### Task details
An exact transcription of the entries is required, with none of the pictures carried over.

[Saved data entries]

##########

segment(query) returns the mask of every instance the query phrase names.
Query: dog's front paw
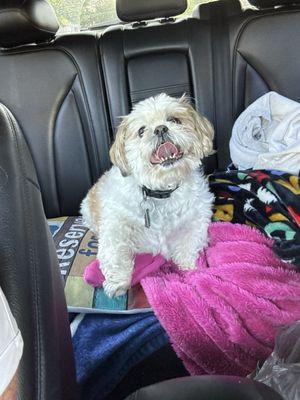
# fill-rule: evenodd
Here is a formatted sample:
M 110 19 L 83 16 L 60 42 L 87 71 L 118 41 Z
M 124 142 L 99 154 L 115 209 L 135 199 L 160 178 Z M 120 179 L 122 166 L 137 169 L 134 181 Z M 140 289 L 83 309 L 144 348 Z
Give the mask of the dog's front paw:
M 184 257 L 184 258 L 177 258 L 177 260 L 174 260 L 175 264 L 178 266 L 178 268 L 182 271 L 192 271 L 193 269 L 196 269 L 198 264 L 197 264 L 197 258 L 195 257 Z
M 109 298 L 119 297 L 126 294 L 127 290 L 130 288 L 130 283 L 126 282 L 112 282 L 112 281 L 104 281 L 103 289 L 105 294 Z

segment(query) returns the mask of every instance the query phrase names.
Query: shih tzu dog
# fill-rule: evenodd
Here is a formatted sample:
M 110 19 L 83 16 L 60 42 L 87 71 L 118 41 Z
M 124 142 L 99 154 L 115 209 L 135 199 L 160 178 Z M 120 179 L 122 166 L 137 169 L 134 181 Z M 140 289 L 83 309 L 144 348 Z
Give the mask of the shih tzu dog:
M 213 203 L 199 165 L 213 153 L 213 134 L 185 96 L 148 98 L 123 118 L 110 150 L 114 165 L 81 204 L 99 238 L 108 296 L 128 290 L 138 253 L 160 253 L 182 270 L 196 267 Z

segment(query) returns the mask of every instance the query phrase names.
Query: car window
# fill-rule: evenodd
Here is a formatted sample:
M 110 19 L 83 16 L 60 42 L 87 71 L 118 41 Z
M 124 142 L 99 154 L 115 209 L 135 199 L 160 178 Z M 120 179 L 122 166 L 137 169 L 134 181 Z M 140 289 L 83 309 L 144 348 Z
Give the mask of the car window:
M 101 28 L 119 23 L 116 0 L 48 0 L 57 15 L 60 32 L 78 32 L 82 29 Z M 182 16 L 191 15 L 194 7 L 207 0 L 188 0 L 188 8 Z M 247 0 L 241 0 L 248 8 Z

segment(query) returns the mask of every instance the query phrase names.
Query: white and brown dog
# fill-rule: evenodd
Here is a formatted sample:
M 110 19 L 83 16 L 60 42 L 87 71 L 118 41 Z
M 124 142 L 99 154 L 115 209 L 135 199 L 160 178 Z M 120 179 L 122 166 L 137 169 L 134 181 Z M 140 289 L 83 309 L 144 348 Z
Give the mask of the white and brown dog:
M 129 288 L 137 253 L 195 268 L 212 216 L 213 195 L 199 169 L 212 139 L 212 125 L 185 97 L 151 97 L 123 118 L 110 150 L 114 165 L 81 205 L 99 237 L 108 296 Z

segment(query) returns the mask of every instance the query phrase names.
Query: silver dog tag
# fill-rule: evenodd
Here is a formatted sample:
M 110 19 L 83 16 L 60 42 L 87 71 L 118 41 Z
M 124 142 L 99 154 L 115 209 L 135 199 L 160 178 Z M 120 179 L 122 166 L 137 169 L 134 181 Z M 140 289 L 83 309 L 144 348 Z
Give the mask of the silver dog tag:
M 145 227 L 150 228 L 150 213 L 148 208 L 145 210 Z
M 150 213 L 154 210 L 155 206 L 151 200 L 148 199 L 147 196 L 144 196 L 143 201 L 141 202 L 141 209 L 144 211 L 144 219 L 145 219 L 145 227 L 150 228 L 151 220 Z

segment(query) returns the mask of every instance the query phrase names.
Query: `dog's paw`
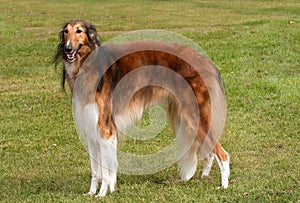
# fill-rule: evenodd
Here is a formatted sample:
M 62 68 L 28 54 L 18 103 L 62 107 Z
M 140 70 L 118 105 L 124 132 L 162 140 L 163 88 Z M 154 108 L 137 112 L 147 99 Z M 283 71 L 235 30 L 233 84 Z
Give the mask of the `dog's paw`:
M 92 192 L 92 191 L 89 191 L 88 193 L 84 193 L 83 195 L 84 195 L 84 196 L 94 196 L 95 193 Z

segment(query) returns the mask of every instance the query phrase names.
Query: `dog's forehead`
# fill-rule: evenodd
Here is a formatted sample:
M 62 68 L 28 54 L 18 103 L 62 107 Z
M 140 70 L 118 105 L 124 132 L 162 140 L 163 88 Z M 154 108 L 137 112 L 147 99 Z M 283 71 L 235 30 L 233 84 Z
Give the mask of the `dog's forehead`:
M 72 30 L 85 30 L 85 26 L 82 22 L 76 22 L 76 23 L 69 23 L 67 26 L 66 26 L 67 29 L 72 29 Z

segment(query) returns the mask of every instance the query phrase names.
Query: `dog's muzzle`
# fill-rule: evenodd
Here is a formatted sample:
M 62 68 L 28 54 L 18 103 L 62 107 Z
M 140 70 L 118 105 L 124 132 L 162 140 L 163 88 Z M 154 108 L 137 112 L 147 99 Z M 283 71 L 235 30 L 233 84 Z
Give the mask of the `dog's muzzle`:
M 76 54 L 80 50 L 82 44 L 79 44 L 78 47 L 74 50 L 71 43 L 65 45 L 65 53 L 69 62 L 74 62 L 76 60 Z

##########

### Output of the exercise
segment(query) returns the mask of every instance the query phrase names.
Query: dog's front paw
# fill-rule: evenodd
Here is a formatted sample:
M 110 19 L 83 16 L 60 42 L 87 71 L 118 41 Z
M 124 142 L 99 154 L 115 209 L 135 199 L 160 178 Z M 120 179 L 122 166 L 137 169 L 134 181 Z M 140 289 L 83 309 L 144 348 Z
Give the mask of the dog's front paw:
M 184 257 L 184 258 L 177 258 L 177 260 L 174 260 L 175 264 L 178 266 L 178 268 L 182 271 L 192 271 L 193 269 L 196 269 L 198 264 L 197 264 L 197 258 L 195 257 Z
M 109 298 L 119 297 L 126 294 L 127 290 L 130 288 L 130 283 L 126 282 L 112 282 L 112 281 L 104 281 L 103 289 L 105 294 Z

segment(query) returns the mask of every instance the query phrase names.
Query: shih tzu dog
# fill-rule: evenodd
Here is a formatted sample:
M 110 19 L 83 16 L 60 42 L 87 71 L 118 41 Z
M 124 142 L 99 154 L 115 209 L 135 199 L 160 178 Z M 120 179 L 122 166 L 137 169 L 134 181 Z M 140 289 L 83 309 L 144 348 Z
Give the mask of the shih tzu dog:
M 213 203 L 199 165 L 213 153 L 213 134 L 185 96 L 148 98 L 123 118 L 110 150 L 114 165 L 81 204 L 99 238 L 108 296 L 128 290 L 138 253 L 160 253 L 182 270 L 196 267 Z

segment(query) returns the mask of every instance the query phrase names.
Query: car window
# fill-rule: evenodd
Here is a formatted sample:
M 110 19 L 83 16 L 60 42 L 87 71 L 118 41 Z
M 124 142 L 99 154 L 115 209 L 135 199 L 160 178 Z M 120 179 L 122 166 L 137 169 L 134 181 Z M 140 289 L 83 309 L 144 348 Z
Give the mask of the car window:
M 101 28 L 119 23 L 116 0 L 48 0 L 57 15 L 60 32 L 78 32 L 82 29 Z M 182 16 L 191 15 L 194 7 L 207 0 L 188 0 L 188 8 Z M 247 0 L 241 0 L 248 8 Z

segment(query) returns the mask of every instance the query phrase names.
Query: white and brown dog
# fill-rule: evenodd
Here is a formatted sample:
M 110 19 L 83 16 L 60 42 L 87 71 L 118 41 Z
M 124 142 L 99 154 L 115 209 L 135 199 L 160 178 Z M 120 179 L 122 166 L 137 169 L 134 181 Z M 140 289 L 83 309 L 144 348 Z
Give the mask of the white and brown dog:
M 129 288 L 137 253 L 195 268 L 212 216 L 213 195 L 199 169 L 212 139 L 212 125 L 185 97 L 151 97 L 123 118 L 110 150 L 114 165 L 81 205 L 99 237 L 108 296 Z

segment(query) returns the mask of every instance the query phrase names.
Query: silver dog tag
# fill-rule: evenodd
Here is a formatted sample:
M 110 19 L 83 16 L 60 42 L 87 71 L 118 41 Z
M 124 142 L 99 154 L 115 209 L 135 199 L 160 178 Z M 120 179 L 122 166 L 137 169 L 134 181 Z M 140 289 L 83 309 L 144 348 Z
Give the mask of the silver dog tag:
M 145 227 L 150 228 L 150 213 L 148 208 L 145 210 Z
M 150 213 L 154 210 L 155 206 L 151 200 L 148 199 L 147 196 L 144 196 L 143 201 L 141 202 L 141 209 L 144 211 L 144 219 L 145 219 L 145 227 L 150 228 L 151 220 Z

segment(query) returns the mask of every instance the query phrase names.
Query: `dog's paw`
# fill-rule: evenodd
Here is a formatted sample:
M 62 68 L 28 54 L 18 103 L 62 107 Z
M 140 70 L 118 105 L 124 132 L 162 140 L 163 88 Z M 154 108 L 137 112 L 147 99 Z M 283 71 L 235 30 L 233 84 Z
Give the mask of the `dog's paw`:
M 92 192 L 92 191 L 89 191 L 88 193 L 84 193 L 83 195 L 84 195 L 84 196 L 94 196 L 95 193 Z

segment(query) returns the mask of every instance the query phrase names.
Query: `dog's forehead`
# fill-rule: evenodd
Here is a formatted sample:
M 62 68 L 28 54 L 18 103 L 62 107 Z
M 140 70 L 118 105 L 124 132 L 162 140 L 163 88 Z M 154 108 L 137 112 L 147 99 Z M 283 71 L 235 30 L 233 84 Z
Give the mask of the `dog's forehead`:
M 72 30 L 85 30 L 85 26 L 82 22 L 76 22 L 76 23 L 69 23 L 67 26 L 66 26 L 67 29 L 72 29 Z

segment(query) returns the mask of every instance the query phrase names.
Query: `dog's muzzle`
# fill-rule: evenodd
Here is a formatted sample:
M 62 68 L 28 54 L 18 103 L 62 107 Z
M 140 70 L 118 105 L 124 132 L 162 140 L 163 88 Z M 154 108 L 137 112 L 147 99 Z M 283 71 L 235 30 L 233 84 Z
Give the mask of the `dog's muzzle`:
M 76 54 L 80 50 L 82 44 L 79 44 L 78 47 L 74 50 L 71 43 L 65 45 L 65 53 L 69 62 L 74 62 L 76 60 Z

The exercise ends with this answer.